____ EXERCISE DATA
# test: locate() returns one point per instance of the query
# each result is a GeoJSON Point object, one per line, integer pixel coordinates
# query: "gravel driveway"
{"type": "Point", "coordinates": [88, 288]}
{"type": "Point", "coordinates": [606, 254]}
________
## CHALLENGE
Render every line of the records above as a Markdown table with the columns "No." and "Text", numbering each row and skipping blank lines.

## SOLUTION TO THE EXERCISE
| No. | Text |
|---|---|
| 1 | # test: locate() returns one point per instance of the query |
| 2 | # each result is a GeoJSON Point object, one per line, integer pixel coordinates |
| 3 | # query: "gravel driveway" |
| 4 | {"type": "Point", "coordinates": [88, 288]} |
| 5 | {"type": "Point", "coordinates": [606, 254]} |